* Start SUPPLIED ENTRIES *

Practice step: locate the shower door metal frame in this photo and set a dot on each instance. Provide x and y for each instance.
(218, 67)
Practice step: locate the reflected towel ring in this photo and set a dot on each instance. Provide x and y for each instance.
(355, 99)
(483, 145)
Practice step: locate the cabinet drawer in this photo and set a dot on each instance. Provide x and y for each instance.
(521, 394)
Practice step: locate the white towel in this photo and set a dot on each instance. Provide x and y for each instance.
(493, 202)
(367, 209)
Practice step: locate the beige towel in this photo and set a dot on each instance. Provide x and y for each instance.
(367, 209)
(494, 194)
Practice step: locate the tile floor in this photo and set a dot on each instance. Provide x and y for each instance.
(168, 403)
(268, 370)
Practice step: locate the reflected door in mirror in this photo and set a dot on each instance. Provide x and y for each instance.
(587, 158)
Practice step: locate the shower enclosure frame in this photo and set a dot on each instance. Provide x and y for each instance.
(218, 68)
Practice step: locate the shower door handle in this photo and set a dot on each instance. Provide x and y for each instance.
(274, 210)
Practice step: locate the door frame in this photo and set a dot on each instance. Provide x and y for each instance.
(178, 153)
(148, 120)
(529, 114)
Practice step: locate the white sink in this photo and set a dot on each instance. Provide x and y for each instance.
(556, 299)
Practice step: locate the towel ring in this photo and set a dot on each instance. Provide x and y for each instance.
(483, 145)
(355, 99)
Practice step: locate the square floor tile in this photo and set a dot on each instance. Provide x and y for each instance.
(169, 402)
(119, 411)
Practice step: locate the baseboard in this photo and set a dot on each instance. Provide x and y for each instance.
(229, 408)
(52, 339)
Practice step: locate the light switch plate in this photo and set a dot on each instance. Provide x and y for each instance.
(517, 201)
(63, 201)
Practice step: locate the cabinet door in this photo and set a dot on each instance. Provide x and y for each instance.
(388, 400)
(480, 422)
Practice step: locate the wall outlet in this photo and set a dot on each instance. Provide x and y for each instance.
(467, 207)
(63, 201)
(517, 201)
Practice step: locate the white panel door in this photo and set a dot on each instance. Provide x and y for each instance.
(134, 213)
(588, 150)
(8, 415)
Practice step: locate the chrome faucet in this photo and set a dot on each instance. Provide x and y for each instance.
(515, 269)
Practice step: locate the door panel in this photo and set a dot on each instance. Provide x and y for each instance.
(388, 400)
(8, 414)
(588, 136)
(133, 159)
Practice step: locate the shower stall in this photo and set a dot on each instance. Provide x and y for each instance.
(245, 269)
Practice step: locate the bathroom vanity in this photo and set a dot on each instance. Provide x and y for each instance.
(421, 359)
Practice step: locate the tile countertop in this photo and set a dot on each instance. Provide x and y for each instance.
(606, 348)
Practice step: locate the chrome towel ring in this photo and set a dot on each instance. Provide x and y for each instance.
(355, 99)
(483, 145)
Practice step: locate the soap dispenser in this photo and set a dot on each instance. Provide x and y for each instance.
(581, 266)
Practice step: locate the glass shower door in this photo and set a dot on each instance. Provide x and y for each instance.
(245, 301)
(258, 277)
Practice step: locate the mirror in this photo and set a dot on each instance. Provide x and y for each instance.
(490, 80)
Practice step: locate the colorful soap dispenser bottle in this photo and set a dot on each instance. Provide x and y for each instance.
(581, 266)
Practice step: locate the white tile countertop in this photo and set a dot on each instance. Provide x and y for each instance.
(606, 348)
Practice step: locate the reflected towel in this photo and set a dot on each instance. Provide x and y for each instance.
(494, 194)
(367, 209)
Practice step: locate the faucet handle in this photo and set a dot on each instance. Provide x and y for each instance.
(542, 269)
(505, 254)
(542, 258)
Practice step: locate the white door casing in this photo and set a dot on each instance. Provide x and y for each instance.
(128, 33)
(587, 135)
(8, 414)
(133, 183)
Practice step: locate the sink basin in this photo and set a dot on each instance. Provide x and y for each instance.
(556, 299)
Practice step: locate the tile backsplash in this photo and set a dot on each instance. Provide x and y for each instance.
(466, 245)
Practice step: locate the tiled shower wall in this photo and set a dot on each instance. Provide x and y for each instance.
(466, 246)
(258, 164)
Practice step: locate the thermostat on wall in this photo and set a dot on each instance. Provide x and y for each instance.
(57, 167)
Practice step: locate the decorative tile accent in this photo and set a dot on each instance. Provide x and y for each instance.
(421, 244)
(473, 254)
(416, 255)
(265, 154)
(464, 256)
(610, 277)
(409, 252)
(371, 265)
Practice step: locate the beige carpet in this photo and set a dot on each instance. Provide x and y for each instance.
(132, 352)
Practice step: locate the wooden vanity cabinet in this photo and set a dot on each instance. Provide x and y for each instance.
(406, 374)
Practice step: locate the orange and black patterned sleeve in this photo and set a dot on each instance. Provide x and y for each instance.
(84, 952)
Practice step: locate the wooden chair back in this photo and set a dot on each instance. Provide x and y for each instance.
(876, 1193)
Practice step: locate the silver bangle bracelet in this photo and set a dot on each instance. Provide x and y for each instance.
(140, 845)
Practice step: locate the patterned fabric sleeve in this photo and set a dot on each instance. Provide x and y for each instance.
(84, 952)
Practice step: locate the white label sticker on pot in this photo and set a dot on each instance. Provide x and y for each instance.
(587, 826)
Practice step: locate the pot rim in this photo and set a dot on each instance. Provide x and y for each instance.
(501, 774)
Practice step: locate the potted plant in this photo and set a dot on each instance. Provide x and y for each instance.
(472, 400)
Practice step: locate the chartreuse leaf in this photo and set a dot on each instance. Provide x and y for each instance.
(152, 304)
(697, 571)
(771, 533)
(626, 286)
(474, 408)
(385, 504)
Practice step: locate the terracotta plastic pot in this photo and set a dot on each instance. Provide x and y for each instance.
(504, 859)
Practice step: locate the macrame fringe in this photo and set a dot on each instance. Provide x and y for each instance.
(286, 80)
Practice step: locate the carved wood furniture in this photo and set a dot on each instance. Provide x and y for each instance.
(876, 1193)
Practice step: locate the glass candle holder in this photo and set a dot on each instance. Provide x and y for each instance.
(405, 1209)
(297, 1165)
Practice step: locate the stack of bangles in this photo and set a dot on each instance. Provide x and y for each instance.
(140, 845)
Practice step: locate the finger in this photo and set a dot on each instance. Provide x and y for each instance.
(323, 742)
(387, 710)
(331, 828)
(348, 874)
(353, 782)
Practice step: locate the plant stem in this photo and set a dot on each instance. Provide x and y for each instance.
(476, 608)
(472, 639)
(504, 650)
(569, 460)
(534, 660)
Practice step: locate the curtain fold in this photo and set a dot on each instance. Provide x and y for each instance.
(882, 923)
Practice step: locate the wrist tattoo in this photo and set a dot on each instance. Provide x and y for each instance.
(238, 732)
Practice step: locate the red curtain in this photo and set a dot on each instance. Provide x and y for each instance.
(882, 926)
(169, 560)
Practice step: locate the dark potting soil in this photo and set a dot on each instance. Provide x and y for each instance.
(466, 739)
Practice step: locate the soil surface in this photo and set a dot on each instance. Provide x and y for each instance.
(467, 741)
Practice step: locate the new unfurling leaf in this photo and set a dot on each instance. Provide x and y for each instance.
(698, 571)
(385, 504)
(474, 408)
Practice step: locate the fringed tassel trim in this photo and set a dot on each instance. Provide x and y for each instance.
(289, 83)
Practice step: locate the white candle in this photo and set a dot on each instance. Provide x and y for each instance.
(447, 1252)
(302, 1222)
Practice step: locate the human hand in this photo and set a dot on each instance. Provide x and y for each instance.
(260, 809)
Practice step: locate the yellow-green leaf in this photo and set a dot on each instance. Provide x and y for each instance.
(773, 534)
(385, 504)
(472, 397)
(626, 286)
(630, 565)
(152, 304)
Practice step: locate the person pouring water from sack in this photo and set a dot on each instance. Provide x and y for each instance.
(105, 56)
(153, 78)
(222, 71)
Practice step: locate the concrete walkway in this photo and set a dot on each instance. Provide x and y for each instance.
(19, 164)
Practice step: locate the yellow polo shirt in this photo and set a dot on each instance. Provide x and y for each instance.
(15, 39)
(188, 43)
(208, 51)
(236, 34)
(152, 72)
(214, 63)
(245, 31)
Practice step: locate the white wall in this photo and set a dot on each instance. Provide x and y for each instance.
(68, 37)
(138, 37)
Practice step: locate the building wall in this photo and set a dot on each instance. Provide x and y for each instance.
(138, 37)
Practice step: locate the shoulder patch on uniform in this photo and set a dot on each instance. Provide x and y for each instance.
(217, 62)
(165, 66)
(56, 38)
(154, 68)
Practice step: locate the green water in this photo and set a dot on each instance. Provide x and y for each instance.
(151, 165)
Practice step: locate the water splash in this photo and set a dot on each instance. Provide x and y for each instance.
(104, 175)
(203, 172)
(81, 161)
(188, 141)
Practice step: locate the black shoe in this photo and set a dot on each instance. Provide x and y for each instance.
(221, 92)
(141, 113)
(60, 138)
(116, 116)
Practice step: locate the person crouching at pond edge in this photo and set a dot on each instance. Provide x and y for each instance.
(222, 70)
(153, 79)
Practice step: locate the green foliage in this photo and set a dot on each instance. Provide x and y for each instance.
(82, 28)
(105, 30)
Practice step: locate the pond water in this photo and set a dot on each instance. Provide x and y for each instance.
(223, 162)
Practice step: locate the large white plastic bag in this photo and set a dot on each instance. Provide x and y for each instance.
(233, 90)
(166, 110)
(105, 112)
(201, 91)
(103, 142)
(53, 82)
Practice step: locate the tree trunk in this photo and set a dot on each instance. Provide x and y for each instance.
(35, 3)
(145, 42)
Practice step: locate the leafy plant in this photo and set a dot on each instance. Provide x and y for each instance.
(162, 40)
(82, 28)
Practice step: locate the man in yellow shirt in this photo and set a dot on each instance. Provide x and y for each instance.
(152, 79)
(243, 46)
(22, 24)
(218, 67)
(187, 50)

* End SUPPLIED ENTRIES *

> _WORK TO COMPLETE_: Look above for the line that holds "Practice step: locate the large", then copy it and each line after it exactly, through the last line of the data.

> _CORRECT OUTPUT_:
Practice step: locate the large white plastic bag in this photo and set a dot on each instance. Provide x and y for each instance.
(233, 90)
(166, 110)
(105, 112)
(201, 91)
(103, 142)
(53, 82)
Practice step: locate the tree trunk in this photo and set a dot on each instance. Provide x and y for each instance.
(35, 3)
(145, 42)
Practice step: locate the leafy plant in this photo and set a dot on each instance. Provide x and y for each instance.
(162, 40)
(82, 28)
Practice step: locate the man in yellow shirt in this photo and set a dot on each instance. Provide x and y for each instance.
(152, 79)
(243, 46)
(22, 24)
(218, 67)
(187, 50)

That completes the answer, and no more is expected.